Look below for the line with "Note: point at the propeller in". Extract that line and each one after it through the last, word for word.

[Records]
>> start

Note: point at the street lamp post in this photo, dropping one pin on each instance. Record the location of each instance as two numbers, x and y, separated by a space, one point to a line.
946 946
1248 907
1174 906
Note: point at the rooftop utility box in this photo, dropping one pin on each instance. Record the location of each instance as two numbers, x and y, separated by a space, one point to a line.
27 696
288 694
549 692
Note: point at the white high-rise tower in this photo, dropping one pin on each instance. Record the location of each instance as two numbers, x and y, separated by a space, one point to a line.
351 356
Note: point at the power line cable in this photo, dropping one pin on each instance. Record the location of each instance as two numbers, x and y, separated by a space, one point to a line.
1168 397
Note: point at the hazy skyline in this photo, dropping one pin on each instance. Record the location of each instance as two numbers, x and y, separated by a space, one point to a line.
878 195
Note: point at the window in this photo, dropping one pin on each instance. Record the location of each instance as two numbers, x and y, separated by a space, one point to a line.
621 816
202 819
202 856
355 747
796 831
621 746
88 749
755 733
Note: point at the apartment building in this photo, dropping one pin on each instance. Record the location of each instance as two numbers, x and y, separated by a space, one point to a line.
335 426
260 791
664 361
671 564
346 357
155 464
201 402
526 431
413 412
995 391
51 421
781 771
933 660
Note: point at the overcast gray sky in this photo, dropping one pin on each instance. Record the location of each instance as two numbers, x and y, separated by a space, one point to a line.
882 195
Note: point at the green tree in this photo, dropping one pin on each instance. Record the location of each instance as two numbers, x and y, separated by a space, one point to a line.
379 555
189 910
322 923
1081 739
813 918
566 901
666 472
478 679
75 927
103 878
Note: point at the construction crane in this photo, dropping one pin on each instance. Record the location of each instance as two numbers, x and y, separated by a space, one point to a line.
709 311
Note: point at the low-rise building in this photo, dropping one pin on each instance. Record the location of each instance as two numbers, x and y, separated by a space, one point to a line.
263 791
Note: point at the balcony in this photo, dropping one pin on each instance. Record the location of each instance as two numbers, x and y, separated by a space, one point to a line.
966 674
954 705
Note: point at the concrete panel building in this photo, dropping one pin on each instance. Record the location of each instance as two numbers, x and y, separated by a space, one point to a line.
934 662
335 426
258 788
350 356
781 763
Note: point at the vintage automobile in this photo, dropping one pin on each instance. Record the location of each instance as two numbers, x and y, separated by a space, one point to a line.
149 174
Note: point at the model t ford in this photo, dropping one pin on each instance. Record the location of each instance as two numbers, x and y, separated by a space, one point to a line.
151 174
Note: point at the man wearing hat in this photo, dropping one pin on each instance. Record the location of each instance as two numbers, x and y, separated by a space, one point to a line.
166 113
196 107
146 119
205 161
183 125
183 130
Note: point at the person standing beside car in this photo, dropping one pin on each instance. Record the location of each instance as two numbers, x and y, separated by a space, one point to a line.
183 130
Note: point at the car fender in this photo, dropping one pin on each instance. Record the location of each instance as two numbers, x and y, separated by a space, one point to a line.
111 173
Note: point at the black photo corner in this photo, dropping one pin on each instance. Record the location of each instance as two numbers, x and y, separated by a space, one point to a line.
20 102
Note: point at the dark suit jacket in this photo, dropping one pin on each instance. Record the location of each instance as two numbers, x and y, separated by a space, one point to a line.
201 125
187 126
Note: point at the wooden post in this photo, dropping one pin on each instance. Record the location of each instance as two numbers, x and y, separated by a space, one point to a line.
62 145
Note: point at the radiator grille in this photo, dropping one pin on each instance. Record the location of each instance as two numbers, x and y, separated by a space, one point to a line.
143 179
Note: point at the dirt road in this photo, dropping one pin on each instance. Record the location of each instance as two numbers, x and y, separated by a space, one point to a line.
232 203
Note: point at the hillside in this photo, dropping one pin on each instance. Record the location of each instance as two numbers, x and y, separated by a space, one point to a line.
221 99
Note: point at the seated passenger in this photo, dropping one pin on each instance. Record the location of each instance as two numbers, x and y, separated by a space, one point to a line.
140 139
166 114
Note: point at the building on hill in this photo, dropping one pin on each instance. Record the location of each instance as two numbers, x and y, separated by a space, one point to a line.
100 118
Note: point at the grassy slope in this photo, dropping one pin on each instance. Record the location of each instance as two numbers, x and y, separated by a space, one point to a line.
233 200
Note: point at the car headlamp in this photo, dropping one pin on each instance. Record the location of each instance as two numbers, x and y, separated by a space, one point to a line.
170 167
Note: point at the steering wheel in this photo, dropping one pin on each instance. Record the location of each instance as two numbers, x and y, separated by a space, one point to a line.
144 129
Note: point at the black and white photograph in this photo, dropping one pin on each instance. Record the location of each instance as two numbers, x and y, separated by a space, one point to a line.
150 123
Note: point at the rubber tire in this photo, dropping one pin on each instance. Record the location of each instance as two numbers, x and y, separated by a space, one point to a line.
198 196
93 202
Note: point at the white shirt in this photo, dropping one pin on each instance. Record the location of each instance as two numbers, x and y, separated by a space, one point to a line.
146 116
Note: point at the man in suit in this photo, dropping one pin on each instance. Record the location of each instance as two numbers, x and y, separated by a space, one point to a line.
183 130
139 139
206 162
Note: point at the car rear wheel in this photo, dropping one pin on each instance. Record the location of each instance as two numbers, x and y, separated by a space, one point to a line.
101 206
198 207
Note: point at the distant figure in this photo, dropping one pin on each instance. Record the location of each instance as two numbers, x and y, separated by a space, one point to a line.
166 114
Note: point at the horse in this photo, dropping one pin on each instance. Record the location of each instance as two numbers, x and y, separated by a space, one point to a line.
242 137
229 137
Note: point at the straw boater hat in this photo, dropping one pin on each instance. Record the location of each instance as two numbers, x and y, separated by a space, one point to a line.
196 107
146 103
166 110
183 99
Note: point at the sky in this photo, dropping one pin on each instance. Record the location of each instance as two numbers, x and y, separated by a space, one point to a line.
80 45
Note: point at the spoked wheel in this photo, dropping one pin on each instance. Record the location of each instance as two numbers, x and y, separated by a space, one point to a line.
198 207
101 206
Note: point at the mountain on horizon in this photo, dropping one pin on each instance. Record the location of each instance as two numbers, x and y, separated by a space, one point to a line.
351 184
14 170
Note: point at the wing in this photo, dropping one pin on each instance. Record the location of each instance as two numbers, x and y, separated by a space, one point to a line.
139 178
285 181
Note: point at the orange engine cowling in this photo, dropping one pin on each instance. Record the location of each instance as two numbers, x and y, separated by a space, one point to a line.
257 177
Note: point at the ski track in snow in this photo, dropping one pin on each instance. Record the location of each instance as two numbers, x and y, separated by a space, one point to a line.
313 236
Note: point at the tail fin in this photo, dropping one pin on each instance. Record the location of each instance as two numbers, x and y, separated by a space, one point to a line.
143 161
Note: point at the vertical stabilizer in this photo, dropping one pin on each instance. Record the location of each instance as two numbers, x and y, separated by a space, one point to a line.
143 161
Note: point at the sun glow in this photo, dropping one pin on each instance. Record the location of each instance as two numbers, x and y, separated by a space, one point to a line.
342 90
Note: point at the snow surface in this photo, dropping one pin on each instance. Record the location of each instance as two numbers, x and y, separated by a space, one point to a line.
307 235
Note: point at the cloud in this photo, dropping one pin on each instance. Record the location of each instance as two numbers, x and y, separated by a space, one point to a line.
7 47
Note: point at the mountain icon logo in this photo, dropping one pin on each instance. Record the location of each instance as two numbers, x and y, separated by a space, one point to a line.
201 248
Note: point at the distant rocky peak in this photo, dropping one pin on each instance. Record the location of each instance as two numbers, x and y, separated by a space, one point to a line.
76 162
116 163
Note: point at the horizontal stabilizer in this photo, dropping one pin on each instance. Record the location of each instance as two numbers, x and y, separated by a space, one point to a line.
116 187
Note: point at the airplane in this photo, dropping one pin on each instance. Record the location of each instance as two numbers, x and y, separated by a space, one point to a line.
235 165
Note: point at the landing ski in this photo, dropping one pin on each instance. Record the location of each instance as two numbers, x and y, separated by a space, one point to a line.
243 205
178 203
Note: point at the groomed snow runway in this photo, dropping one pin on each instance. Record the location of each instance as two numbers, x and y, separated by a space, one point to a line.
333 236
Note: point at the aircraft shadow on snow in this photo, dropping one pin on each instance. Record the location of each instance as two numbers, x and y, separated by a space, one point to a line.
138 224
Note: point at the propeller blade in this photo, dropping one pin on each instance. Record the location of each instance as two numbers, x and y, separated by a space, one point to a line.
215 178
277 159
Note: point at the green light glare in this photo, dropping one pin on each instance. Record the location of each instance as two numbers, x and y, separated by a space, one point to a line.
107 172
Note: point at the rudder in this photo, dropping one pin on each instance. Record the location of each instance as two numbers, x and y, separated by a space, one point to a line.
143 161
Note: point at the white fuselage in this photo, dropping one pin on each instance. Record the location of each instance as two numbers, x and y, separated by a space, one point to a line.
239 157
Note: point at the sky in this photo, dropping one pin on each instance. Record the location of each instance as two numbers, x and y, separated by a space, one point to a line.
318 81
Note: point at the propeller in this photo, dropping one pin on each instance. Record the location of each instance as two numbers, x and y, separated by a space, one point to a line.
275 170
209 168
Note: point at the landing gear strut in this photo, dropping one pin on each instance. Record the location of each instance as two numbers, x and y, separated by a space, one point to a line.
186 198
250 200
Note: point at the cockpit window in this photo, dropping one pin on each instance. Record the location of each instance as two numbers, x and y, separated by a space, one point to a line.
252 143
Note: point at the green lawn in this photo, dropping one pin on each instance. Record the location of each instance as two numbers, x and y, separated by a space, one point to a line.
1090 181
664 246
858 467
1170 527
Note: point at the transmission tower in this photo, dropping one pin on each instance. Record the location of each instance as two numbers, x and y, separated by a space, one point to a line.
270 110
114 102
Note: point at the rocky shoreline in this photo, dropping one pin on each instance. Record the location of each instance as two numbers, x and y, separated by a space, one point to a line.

>> end

*EXERCISE RESPONSE*
Note: point at the propeller in this photo, dropping one pin on each instance. Record the location of each instance as two numbers, x and y, separated by a space, one point to a line.
275 170
209 168
Note: point at the landing gear strut in this photo, dropping one pin on each instance. Record the location of each instance as two numbers, x and y, separated by a space, one point to a line.
186 198
250 200
Note: point at the cockpit window in this photo, dropping one pin on each instance. Record the location of each instance as two numbers, x and y, separated by a space, one point to a line.
252 143
Note: point at the green lawn in this photo, dropping one pin on each instance. Record the location of each instance as two numbers, x and y, separated by a space, one point to a line.
1090 181
664 246
858 467
1170 527
Note: point at the transmission tower in this photo, dropping one pin on each instance. Record the location of each instance as two numbers, x and y, separated by a space, one point to a line.
270 110
114 102
Note: point at the rocky shoreline in this photo, dropping one pin on each instance. Record the location of each instance as two numbers, x and y, separated by a space, one point to a line.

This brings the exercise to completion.